Task statement — Restate, word for word, every line of the data.

Rows —

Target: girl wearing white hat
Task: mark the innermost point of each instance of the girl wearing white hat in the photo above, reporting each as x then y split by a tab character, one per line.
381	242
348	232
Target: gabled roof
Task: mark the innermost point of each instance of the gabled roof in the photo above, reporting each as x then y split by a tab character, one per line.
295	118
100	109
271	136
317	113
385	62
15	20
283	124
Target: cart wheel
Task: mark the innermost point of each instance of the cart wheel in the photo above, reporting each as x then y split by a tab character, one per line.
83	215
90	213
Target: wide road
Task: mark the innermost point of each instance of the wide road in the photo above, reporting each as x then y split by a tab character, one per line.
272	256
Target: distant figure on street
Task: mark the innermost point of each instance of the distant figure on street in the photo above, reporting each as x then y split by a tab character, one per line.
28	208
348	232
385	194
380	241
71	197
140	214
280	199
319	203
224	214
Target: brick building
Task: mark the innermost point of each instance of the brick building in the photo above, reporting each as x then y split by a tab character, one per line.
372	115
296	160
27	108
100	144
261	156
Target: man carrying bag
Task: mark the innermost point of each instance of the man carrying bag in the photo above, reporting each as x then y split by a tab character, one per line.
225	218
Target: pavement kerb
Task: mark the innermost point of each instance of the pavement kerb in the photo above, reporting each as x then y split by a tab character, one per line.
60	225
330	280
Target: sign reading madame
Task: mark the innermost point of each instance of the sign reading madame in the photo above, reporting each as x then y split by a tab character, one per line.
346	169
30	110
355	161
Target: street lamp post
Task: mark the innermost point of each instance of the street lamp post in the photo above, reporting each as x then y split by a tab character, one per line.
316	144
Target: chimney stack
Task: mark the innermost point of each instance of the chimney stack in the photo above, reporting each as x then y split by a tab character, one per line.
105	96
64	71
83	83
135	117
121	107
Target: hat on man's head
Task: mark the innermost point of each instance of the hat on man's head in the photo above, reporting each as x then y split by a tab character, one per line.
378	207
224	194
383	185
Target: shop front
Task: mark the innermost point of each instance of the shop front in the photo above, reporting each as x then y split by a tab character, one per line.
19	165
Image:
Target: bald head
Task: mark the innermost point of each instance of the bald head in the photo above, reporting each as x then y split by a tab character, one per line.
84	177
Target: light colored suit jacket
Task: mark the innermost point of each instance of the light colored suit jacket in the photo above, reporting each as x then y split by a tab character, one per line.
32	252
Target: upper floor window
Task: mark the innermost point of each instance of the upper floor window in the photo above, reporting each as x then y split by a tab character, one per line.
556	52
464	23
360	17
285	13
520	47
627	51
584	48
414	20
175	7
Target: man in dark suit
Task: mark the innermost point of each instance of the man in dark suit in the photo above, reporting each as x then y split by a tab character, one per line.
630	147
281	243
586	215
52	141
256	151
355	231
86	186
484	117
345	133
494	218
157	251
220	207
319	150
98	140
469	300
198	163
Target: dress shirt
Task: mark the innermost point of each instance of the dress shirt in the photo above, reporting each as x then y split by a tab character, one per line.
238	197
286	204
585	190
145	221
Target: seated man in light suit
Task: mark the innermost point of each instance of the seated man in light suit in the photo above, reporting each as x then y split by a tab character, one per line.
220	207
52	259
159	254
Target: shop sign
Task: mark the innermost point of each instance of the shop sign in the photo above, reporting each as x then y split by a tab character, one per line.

Response for this exercise —
Target: girl wearing white hat
Task: mark the innermost point of each instance of the girl wearing white hat in the photo above, reporting each as x then y split by a tab character, one per line.
381	242
348	232
Target: gabled roof
Task: mark the innermost point of each instance of the gabled roof in the photo above, reporting each as x then y split by a tab character, one per line.
295	118
100	109
271	136
317	113
385	62
15	20
283	124
Target: cart wheel
Task: mark the innermost point of each instance of the cart wheel in the photo above, reporting each as x then y split by a tab character, one per line.
83	215
90	213
Target: wide road
Task: mark the innermost point of each instance of the wide road in the photo above, reporting each as x then y split by a tab character, one per line.
272	256
Target: distant figure on street
Task: mark the innermost point of each instance of the distant figure on street in the photo above, reporting each as x then y split by a tab character, one per line.
28	208
348	232
385	194
380	241
71	197
140	214
280	199
319	203
224	214
Target: brick building
Task: mark the innermost point of each instance of the brick building in the photo above, reporting each as x then y split by a tab character, one per line.
372	115
296	160
27	108
100	144
261	156
Target: man carrying bag
Task: mark the innermost point of each instance of the man carrying bag in the photo above, reporting each as x then y split by a tab character, one per line.
225	218
Target: pavement kerb
Task: mark the innermost point of each instance of the pavement kerb in the photo above, reporting each as x then y split by a tab character, one per line.
60	225
330	280
Target: sign reading madame
Task: mark the innermost point of each instance of the sign reading madame in the photo above, reporting each as x then y split by a tab character, one per line.
346	169
30	110
355	161
Target: street lamp post
Task: mark the innermost point of each instance of the street lamp post in the photo above, reporting each as x then y split by a tab character, one per line.
316	144
Target: chimney stack
Task: mark the innermost point of each instance of the chimney stack in the photo above, reporting each as x then y split by a tab character, one per line.
105	96
64	71
83	83
135	117
121	107
Target: hat on man's head
Task: mark the innermost point of each instance of the hat on man's head in the photo above, reporting each as x then y split by a tab character, one per line.
378	207
224	194
383	185
Target: shop front
Task: mark the innermost point of each instance of the shop front in the photo above, reporting each as x then y split by a tab character, one per line.
19	165
Image:
Target: bald head
Task: mark the innermost point of each instance of the bald head in the photo above, reporting each as x then y split by a tab character, one per line.
84	177
Target: light colored suit jacket
Task: mark the innermost point of each instance of the light colored suit jacket in the photo above, reporting each as x then y split by a tab character, one per line.
32	252
Target: upper floor window
Task: mark the innermost point of each instance of the upper floor window in the photo above, reporting each as x then y split by a tab character, one per line.
556	52
464	23
360	17
285	13
520	47
627	51
584	48
414	20
175	7
Target: man in dark suit
Task: mark the innermost point of each instance of the man in dark suit in the photo above, reporting each as x then y split by a tab character, one per line.
630	147
281	243
586	215
52	141
256	151
355	231
86	186
484	117
345	133
494	218
157	251
220	207
319	150
98	140
469	300
198	163
Target: dress shirt
Task: mark the innermost point of each instance of the dress shirt in the photo above, reporting each as x then y split by a tab character, one per line.
238	197
286	204
585	190
145	221
Target: seated man in light suit
Task: mark the innermost point of each instance of the seated man in light suit in the photo above, reporting each as x then y split by a tab character, one per line.
220	207
52	259
159	254
Target: shop sign
Task: mark the innermost point of each instance of the shop sign in the photo above, reporting each as x then y split by a tab character, one per line.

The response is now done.